What is needed is a word-for-word copy of every record below, minus the pictures.

◆ ◆ ◆ ◆

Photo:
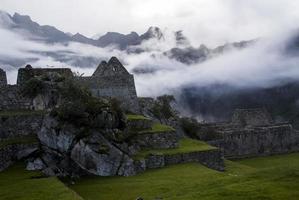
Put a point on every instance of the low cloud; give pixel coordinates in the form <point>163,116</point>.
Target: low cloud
<point>262,65</point>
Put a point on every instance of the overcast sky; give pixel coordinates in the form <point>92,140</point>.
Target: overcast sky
<point>204,21</point>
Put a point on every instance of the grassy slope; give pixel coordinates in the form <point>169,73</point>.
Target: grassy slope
<point>266,178</point>
<point>157,128</point>
<point>9,113</point>
<point>136,117</point>
<point>185,146</point>
<point>18,184</point>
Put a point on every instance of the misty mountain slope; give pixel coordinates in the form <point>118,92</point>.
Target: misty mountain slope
<point>216,103</point>
<point>132,43</point>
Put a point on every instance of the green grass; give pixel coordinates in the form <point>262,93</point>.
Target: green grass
<point>185,146</point>
<point>267,178</point>
<point>18,184</point>
<point>137,117</point>
<point>9,113</point>
<point>158,128</point>
<point>30,139</point>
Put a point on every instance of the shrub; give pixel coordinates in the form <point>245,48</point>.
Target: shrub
<point>33,87</point>
<point>190,126</point>
<point>162,108</point>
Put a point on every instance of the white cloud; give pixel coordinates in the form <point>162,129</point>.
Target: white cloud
<point>211,22</point>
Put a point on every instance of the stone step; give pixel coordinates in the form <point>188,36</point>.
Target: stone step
<point>159,136</point>
<point>138,122</point>
<point>188,151</point>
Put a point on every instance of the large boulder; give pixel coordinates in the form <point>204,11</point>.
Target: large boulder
<point>99,157</point>
<point>56,136</point>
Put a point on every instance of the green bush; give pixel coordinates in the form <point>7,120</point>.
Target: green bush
<point>162,109</point>
<point>33,87</point>
<point>190,126</point>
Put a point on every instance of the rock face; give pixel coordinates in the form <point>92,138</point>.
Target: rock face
<point>20,124</point>
<point>67,150</point>
<point>11,153</point>
<point>11,99</point>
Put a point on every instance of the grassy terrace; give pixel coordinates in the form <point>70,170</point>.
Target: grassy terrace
<point>267,178</point>
<point>186,146</point>
<point>19,140</point>
<point>21,113</point>
<point>136,117</point>
<point>18,184</point>
<point>156,128</point>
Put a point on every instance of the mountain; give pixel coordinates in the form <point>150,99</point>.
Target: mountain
<point>217,102</point>
<point>182,52</point>
<point>119,40</point>
<point>38,32</point>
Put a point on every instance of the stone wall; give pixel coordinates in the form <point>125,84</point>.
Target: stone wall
<point>159,140</point>
<point>258,141</point>
<point>11,153</point>
<point>251,117</point>
<point>3,79</point>
<point>212,159</point>
<point>15,125</point>
<point>25,74</point>
<point>113,80</point>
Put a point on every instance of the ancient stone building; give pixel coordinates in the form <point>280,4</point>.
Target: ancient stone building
<point>109,80</point>
<point>25,74</point>
<point>3,79</point>
<point>252,132</point>
<point>251,117</point>
<point>113,80</point>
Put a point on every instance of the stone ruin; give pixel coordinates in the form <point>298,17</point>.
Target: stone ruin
<point>59,148</point>
<point>113,80</point>
<point>3,79</point>
<point>251,117</point>
<point>110,80</point>
<point>252,132</point>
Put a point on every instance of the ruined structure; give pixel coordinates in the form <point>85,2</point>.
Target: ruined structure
<point>3,79</point>
<point>110,80</point>
<point>25,74</point>
<point>252,132</point>
<point>113,80</point>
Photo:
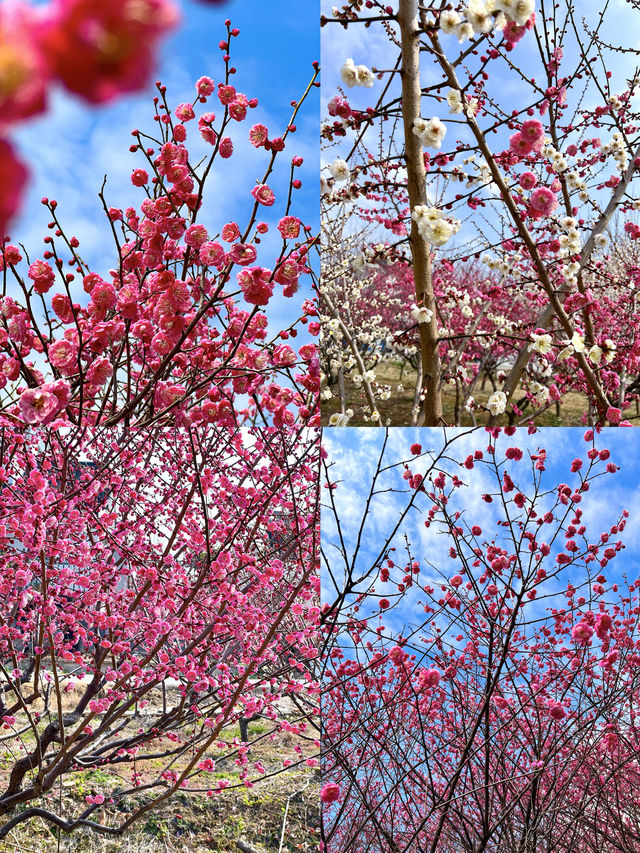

◆ ◆ ◆ ◆

#### [Result of the exercise]
Photo:
Put a point on every instance of the low cloud; give pixel coordinates in the form <point>163,116</point>.
Target: low cloud
<point>262,65</point>
Put a point on every instance of the overcast sky; give pixel coordinates in the form <point>92,140</point>.
Target: overcast sky
<point>204,21</point>
Put a point on every instance of the grassy slope; give pixel coordinates in the form <point>169,73</point>.
Target: grassy slope
<point>266,178</point>
<point>157,128</point>
<point>9,113</point>
<point>136,117</point>
<point>185,146</point>
<point>18,184</point>
Put a point on every instance of the misty mountain slope; give pixel coordinates in the form <point>118,92</point>.
Target: misty mountain slope
<point>216,103</point>
<point>132,43</point>
Put a point on every instance of the green grass; give pixel coordinates in the form <point>262,93</point>.
Target: green grass
<point>185,146</point>
<point>267,178</point>
<point>18,184</point>
<point>137,117</point>
<point>9,113</point>
<point>158,128</point>
<point>30,139</point>
Put a point on every instance of the shrub; give pixel coordinates in the form <point>245,48</point>.
Target: shrub
<point>33,87</point>
<point>190,126</point>
<point>162,108</point>
Put a point on every instance of the white cloud; give pixel coordinates in the form <point>162,129</point>.
Target: white cloud
<point>211,22</point>
Put a point on every instance of the stone step; give pixel coordinates in the form <point>188,36</point>.
Target: stone step
<point>159,136</point>
<point>138,122</point>
<point>188,151</point>
Put a point on every instance of the large boulder; give pixel coordinates in the form <point>204,11</point>.
Target: large boulder
<point>99,157</point>
<point>56,136</point>
Put a point on every instance of the green bush; give pixel coordinates in the form <point>7,120</point>.
Target: green bush
<point>162,109</point>
<point>33,87</point>
<point>190,126</point>
Put a point on every instance of the rock face; give pixel coordinates in the form <point>92,138</point>.
Target: rock face
<point>20,124</point>
<point>67,150</point>
<point>11,153</point>
<point>11,99</point>
Put a point on every instance of the grassy terrace; give pixel coordinates in the form <point>70,170</point>.
Target: grassy terrace
<point>267,178</point>
<point>186,146</point>
<point>19,140</point>
<point>21,113</point>
<point>136,117</point>
<point>18,184</point>
<point>156,128</point>
Put a point on every instance of the mountain; give pixel coordinates in the form <point>150,99</point>.
Target: mountain
<point>217,102</point>
<point>182,52</point>
<point>119,40</point>
<point>38,32</point>
Put a point on every instance of the stone wall; give pixel coordinates in the form <point>125,84</point>.
Target: stone wall
<point>159,140</point>
<point>258,141</point>
<point>11,153</point>
<point>251,117</point>
<point>3,79</point>
<point>212,159</point>
<point>15,125</point>
<point>25,74</point>
<point>113,80</point>
Put a point on every instance of the ancient stone building; give pixel coordinates in the form <point>280,4</point>.
Target: ancient stone building
<point>109,80</point>
<point>25,74</point>
<point>3,79</point>
<point>252,132</point>
<point>251,117</point>
<point>113,80</point>
Put a point on every instance of the stone ruin; give pixel coordinates in the form <point>298,17</point>.
Target: stone ruin
<point>59,148</point>
<point>113,80</point>
<point>3,79</point>
<point>251,117</point>
<point>110,80</point>
<point>252,132</point>
Put a point on every instance of the ruined structure; give pixel coordinates in the form <point>85,2</point>.
Target: ruined structure
<point>3,79</point>
<point>110,80</point>
<point>25,74</point>
<point>252,132</point>
<point>113,80</point>
Photo:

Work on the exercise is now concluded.